**WORK TASK**. Once the line containing "positive clicks: (138, 345)" is found in the entries below, reproduce it and every line after it, stopping at and including the line containing "box: [592, 308, 686, 351]"; reproduce nothing else, and keep each line exact.

*** DATA SUPPLIED Section Begins ***

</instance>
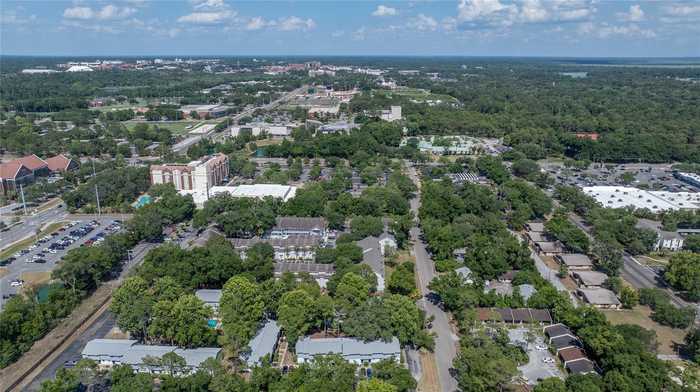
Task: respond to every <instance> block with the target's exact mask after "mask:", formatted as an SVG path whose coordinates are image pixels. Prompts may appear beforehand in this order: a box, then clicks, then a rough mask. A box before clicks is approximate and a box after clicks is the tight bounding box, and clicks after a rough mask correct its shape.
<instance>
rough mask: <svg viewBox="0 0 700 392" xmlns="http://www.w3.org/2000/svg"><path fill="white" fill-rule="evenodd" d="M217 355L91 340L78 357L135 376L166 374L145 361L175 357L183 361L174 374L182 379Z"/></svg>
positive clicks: (138, 345)
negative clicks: (182, 366) (167, 353)
mask: <svg viewBox="0 0 700 392" xmlns="http://www.w3.org/2000/svg"><path fill="white" fill-rule="evenodd" d="M220 352H221V349H220V348H218V347H212V348H196V349H183V348H178V347H174V346H150V345H144V344H137V342H136V340H119V339H93V340H91V341H89V342H88V343H87V344H86V345H85V348H84V349H83V351H82V353H81V355H82V357H83V358H85V359H92V360H94V361H96V362H97V363H98V364H99V365H100V366H103V367H111V366H114V365H130V366H131V367H132V368H133V369H134V370H135V371H137V372H143V373H154V374H161V373H168V372H169V371H170V370H171V369H167V368H166V367H165V366H163V365H161V364H158V363H157V362H152V361H150V360H149V359H150V358H158V359H161V358H162V357H163V355H165V354H167V353H175V354H177V355H179V356H180V357H182V358H183V359H184V360H185V366H184V368H183V369H179V370H178V371H177V372H175V374H176V375H182V374H188V373H193V372H195V371H197V369H199V367H200V366H201V364H202V363H203V362H204V361H206V360H207V359H209V358H217V357H218V355H219V353H220ZM147 358H148V359H147Z"/></svg>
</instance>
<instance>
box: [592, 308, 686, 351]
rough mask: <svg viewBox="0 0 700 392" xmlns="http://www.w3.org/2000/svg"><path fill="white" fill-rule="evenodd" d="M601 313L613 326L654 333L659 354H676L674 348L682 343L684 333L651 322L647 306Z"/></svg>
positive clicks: (649, 309)
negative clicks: (636, 326) (621, 325)
mask: <svg viewBox="0 0 700 392" xmlns="http://www.w3.org/2000/svg"><path fill="white" fill-rule="evenodd" d="M603 313H604V314H605V316H606V317H607V319H608V321H610V322H611V323H612V324H613V325H617V324H636V325H639V326H641V327H644V328H646V329H651V330H653V331H656V337H657V340H658V342H659V354H665V355H671V354H676V353H677V350H676V347H677V345H679V344H682V343H683V338H684V337H685V334H686V331H685V330H682V329H676V328H671V327H666V326H664V325H661V324H659V323H657V322H655V321H654V320H652V319H651V318H650V317H649V315H650V314H651V309H649V307H648V306H636V307H635V308H634V309H630V310H603Z"/></svg>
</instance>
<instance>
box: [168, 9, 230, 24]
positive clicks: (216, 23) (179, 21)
mask: <svg viewBox="0 0 700 392" xmlns="http://www.w3.org/2000/svg"><path fill="white" fill-rule="evenodd" d="M234 16H236V12H235V11H230V10H226V11H207V12H193V13H191V14H188V15H184V16H181V17H179V18H177V21H178V22H181V23H191V24H217V23H221V22H223V21H225V20H228V19H230V18H232V17H234Z"/></svg>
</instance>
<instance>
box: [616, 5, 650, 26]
mask: <svg viewBox="0 0 700 392" xmlns="http://www.w3.org/2000/svg"><path fill="white" fill-rule="evenodd" d="M617 17H618V18H620V20H623V21H625V22H641V21H643V20H644V19H645V15H644V10H642V7H641V6H640V5H639V4H634V5H631V6H630V9H629V11H628V12H620V13H618V14H617Z"/></svg>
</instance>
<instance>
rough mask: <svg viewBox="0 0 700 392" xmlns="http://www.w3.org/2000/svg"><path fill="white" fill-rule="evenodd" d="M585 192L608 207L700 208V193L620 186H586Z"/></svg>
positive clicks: (586, 194)
mask: <svg viewBox="0 0 700 392" xmlns="http://www.w3.org/2000/svg"><path fill="white" fill-rule="evenodd" d="M583 192H584V193H585V194H586V195H588V196H591V197H592V198H594V199H595V200H596V201H597V202H598V203H600V204H601V205H602V206H603V207H607V208H625V207H633V208H635V209H648V210H649V211H652V212H661V211H669V210H670V211H675V210H695V209H700V193H691V192H666V191H647V190H643V189H638V188H631V187H618V186H591V187H584V188H583Z"/></svg>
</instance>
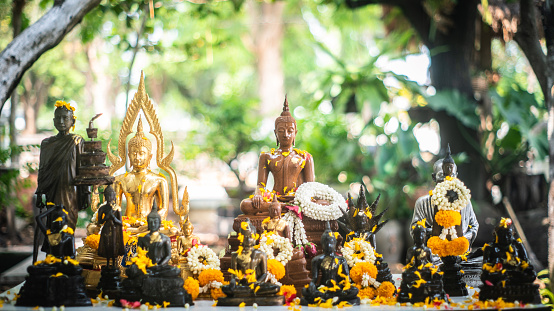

*** DATA SUPPLIED Section Ends ***

**WRITTEN REPLY**.
positive clicks: (138, 345)
negative clicks: (182, 366) (167, 353)
mask: <svg viewBox="0 0 700 392" xmlns="http://www.w3.org/2000/svg"><path fill="white" fill-rule="evenodd" d="M220 352H221V349H220V348H218V347H212V348H196V349H183V348H178V347H174V346H150V345H144V344H137V342H136V340H119V339H93V340H91V341H89V342H88V343H87V344H86V345H85V348H84V349H83V351H82V353H81V355H82V357H83V358H85V359H92V360H94V361H96V362H97V363H98V364H99V365H100V366H103V367H111V366H114V365H130V366H131V367H132V368H133V369H134V370H135V371H137V372H143V373H154V374H161V373H168V372H169V371H170V370H171V369H167V368H166V367H165V366H163V365H161V364H158V363H157V362H152V361H150V360H149V359H150V358H158V359H161V358H162V357H163V355H165V354H167V353H175V354H177V355H179V356H180V357H182V358H183V359H184V360H185V366H184V368H183V369H179V370H178V371H177V372H175V374H176V375H182V374H188V373H193V372H195V371H197V369H199V367H200V366H201V364H202V363H203V362H204V361H206V360H207V359H209V358H217V357H218V355H219V353H220ZM147 358H148V359H147Z"/></svg>
</instance>
<instance>
box: [592, 308, 686, 351]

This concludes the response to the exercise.